### EXCERPTED PASSAGE
I have a generic List<T>
in which live streaming data coming from web socket is getting stored. I want to store the data from the generic list to the database and clear the list so that fresh streaming data can be stored without filling my machine's memory.
If I enumerate over the list to send data to database I am getting exception, since data is getting added to the list while I try to enumerate or clear the list. If I apply the lock on the list, streaming data will pause and that's not allowed.
Please suggest how can I solve this problem.
CodePudding user response:
Seems like a job for BatchBlock
It is totally thread safe and is perfectly suited for data flows.
There are a lot of classes in the DataFlow .Net library, but the one that suits your situation is BatchBlock
.
BatchBlock
collects data until the size threshold is met. When it is met, the whole batch will be the result. You get the result in different ways like .Receive
or ReceiveAll
or their async counterparts. Another way is to link the batch result to another block like ActionBlock
which will asynchronously call the supplied Action
every time the input is supplied to it from the source block(BatchBlock in this case), so basically every time the batch gets full it is sent to the ActionBlock. ActionBlock
can receive a parameter like MaxDegreeOfParallelism
to avoid database lock or smth if you need that, but it will not block the BatchBlock
in any way so no waiting on the client side, the batches will be simply placed in a queue(thread safe) for ActionBlock
to execute.
And do not worry, when the batch gets full, it also doesn't stop to receive new items, so no blocking again. A beautiful solution.
One thing to worry about is that if the batch didn't reach full size, but you stop the application, the results will get lost, so you can TriggerBatch
manually to sent as much items to ActionBlock
as there is in the batch. So you can call TriggerBatch
in Dispose
or smth, up to you.
Also there are two ways of inputting items in the BatchBlock
: Post
and SendAsync
. Post
is blocking I believe (although I am not sure), but SendAsync
postpones the message if the BatchBlock
is busy.
######
### DATA SHOWN
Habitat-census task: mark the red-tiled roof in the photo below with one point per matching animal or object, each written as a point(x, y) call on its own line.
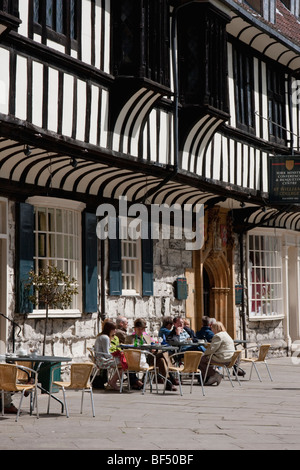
point(286, 23)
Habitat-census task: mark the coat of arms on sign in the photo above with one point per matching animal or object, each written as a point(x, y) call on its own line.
point(289, 164)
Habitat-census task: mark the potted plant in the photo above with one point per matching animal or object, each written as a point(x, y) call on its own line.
point(52, 288)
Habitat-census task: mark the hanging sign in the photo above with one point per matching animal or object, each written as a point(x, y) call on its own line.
point(284, 179)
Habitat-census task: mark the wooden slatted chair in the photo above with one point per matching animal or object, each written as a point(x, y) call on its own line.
point(191, 360)
point(133, 358)
point(227, 366)
point(9, 384)
point(263, 351)
point(80, 374)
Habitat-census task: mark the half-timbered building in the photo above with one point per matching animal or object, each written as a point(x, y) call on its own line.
point(149, 102)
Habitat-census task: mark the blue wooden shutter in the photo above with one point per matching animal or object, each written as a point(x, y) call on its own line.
point(147, 265)
point(90, 256)
point(25, 254)
point(115, 264)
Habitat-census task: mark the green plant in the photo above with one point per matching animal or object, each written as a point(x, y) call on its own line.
point(53, 288)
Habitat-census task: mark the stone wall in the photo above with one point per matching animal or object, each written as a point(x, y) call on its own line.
point(170, 261)
point(72, 336)
point(257, 332)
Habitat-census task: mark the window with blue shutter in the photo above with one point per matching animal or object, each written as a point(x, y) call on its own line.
point(147, 266)
point(90, 255)
point(115, 264)
point(123, 259)
point(25, 253)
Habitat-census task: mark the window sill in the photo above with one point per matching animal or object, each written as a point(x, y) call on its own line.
point(266, 317)
point(57, 314)
point(130, 293)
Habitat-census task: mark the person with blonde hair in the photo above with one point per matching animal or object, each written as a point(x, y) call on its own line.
point(221, 348)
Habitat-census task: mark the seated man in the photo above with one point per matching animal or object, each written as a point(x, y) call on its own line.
point(166, 327)
point(139, 337)
point(180, 335)
point(205, 332)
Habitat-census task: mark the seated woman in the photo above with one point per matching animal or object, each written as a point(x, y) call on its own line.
point(206, 332)
point(221, 348)
point(138, 337)
point(166, 328)
point(103, 345)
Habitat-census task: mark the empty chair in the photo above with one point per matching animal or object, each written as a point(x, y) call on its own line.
point(102, 362)
point(9, 383)
point(227, 366)
point(190, 366)
point(133, 358)
point(263, 351)
point(80, 374)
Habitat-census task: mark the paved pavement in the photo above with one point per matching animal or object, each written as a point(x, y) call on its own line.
point(255, 416)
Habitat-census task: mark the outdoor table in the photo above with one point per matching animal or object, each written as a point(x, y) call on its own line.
point(149, 347)
point(155, 346)
point(39, 360)
point(180, 344)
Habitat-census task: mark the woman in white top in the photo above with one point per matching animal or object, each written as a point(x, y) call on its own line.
point(222, 350)
point(102, 345)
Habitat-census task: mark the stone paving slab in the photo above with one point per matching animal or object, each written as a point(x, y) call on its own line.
point(255, 416)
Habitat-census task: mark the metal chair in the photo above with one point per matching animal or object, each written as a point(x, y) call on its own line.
point(263, 351)
point(103, 362)
point(9, 384)
point(133, 358)
point(226, 366)
point(80, 374)
point(190, 366)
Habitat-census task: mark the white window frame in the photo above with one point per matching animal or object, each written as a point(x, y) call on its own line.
point(76, 209)
point(265, 276)
point(131, 255)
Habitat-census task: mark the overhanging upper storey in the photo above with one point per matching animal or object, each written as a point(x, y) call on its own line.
point(275, 40)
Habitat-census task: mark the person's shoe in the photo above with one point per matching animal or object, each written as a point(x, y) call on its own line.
point(171, 387)
point(214, 379)
point(10, 410)
point(110, 386)
point(138, 385)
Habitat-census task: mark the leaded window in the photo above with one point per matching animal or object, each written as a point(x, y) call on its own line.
point(244, 89)
point(265, 275)
point(57, 20)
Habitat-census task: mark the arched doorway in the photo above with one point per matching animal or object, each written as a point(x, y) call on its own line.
point(214, 271)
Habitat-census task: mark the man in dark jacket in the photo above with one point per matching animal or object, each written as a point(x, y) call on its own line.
point(205, 332)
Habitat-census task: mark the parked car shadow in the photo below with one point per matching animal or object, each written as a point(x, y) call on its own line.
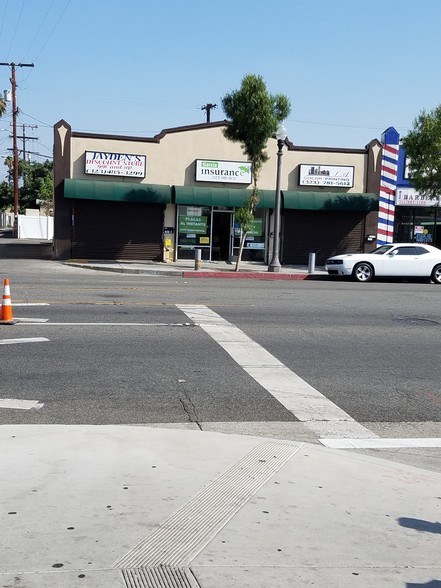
######
TASK SET
1) In the thread on storing streaming data from a generic list, rewrite the paragraph beginning "BatchBlock collects data until the size threshold is met" as a bulleted list that keeps its main facts.
2) Answer these questions from the thread on storing streaming data from a generic list, one line each:
(a) What does the asker say would happen if a lock were applied to the list?
(b) According to the reply, what happens to items in a batch that has not reached full size when the application is stopped?
(c) Which input method postpones the message if the BatchBlock is busy?
3) Summarize the thread on storing streaming data from a generic list in two sentences.
The records can be set aside; none of what follows relies on them.

TASK SOLUTIONS
1)
- BatchBlock collects data until a size threshold is met, and then the whole batch becomes the result.
- The result can be retrieved with .Receive, ReceiveAll, or their async counterparts.
- Alternatively, the batch result can be linked to another block, such as ActionBlock.
- ActionBlock asynchronously calls the supplied Action every time the source block (here, BatchBlock) passes it input, which happens each time a batch gets full.
- ActionBlock can take a parameter like MaxDegreeOfParallelism, for example to avoid a database lock.
- This does not block BatchBlock. There is no waiting on the client side, and batches are placed in a thread-safe queue for ActionBlock to execute.

2)
(a) The streaming data would pause, which is not allowed.
(b) The results get lost, unless TriggerBatch is called manually to send the items to ActionBlock.
(c) SendAsync.

3) The asker's List<T> fills with live web socket data, and they want to save it to a database and clear it, but enumerating the list throws an exception because data keeps arriving, and locking the list would pause the stream. The reply recommends BatchBlock from the DataFlow .NET library, which is thread safe, gathers items into batches that can be passed to an ActionBlock without blocking, and can have TriggerBatch called to flush a partly full batch.